[Rows contained in a dataset]
▽

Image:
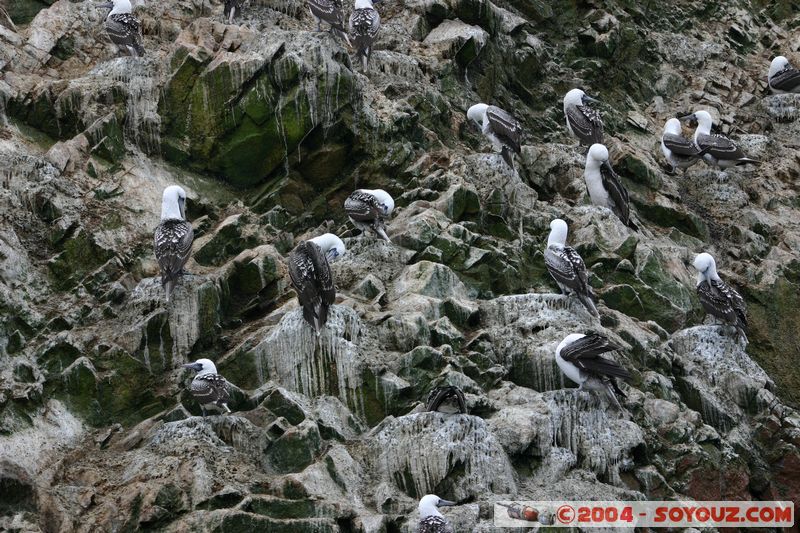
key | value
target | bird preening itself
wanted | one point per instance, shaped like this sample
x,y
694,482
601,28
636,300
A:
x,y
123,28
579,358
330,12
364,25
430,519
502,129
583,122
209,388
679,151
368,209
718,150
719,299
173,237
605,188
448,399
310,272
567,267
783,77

△

Aim ::
Swap "preening itself" for "spreading its wings" throughout the rows above and write them out again with everything else unchanged. Omit the pictures.

Exercise solution ::
Image:
key | value
target | bird spreading its wings
wanted | one point per instance, shaped like this sample
x,y
694,482
601,28
636,300
A:
x,y
123,28
579,358
330,12
364,25
430,519
502,129
583,122
209,388
679,151
368,209
718,150
719,299
173,237
605,188
448,399
310,272
567,267
783,77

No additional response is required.